Pointing dataset records:
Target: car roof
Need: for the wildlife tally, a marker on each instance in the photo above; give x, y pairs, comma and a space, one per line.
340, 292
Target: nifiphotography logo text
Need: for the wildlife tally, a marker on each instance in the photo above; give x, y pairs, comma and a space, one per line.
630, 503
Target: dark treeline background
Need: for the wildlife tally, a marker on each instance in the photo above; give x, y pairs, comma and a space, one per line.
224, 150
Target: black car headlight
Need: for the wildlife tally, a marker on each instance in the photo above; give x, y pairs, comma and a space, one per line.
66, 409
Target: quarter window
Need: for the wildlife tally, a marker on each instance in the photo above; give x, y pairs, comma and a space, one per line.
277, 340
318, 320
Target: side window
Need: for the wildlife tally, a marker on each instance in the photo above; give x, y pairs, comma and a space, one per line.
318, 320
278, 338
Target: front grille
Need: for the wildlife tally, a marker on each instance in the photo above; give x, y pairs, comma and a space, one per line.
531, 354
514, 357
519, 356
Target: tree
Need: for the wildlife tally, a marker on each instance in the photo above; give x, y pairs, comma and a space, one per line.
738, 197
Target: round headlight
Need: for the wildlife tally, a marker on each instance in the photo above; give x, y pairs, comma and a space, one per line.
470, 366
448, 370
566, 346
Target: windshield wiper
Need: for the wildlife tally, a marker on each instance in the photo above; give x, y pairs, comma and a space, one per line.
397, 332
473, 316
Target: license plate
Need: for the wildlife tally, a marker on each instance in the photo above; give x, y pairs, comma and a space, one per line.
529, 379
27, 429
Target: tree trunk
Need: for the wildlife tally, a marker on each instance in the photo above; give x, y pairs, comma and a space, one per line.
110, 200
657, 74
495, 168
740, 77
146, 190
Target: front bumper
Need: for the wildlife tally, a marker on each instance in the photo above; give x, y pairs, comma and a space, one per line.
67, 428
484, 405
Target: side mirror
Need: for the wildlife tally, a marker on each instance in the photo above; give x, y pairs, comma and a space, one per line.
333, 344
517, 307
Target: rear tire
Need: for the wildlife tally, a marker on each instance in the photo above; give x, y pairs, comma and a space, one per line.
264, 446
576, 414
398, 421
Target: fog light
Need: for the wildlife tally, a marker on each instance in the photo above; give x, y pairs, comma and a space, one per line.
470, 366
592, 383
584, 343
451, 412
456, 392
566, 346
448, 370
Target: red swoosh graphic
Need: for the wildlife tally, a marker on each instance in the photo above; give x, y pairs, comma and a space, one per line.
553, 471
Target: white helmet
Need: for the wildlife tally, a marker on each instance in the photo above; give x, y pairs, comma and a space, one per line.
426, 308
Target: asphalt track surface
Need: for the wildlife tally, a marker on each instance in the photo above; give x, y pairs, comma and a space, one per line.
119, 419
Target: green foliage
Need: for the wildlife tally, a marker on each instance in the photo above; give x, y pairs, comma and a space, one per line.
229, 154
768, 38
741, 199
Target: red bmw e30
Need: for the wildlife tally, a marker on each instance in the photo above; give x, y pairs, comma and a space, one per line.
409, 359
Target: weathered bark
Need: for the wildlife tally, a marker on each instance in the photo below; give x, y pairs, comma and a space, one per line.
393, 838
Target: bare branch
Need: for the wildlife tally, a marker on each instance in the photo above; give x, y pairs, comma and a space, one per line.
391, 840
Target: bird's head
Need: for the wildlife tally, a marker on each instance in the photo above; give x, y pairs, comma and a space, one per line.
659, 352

### Required task
Give the lines of the records, from the line containing "Target: bird's head" through the end of the records, inclusive, as a JSON list of strings with one string per line and blank lines omitted.

### Correct output
[
  "Target: bird's head",
  "Need: for the wildlife tally, a marker on each instance in the photo above; give x, y pairs, comma and a space, one per line.",
  "659, 352"
]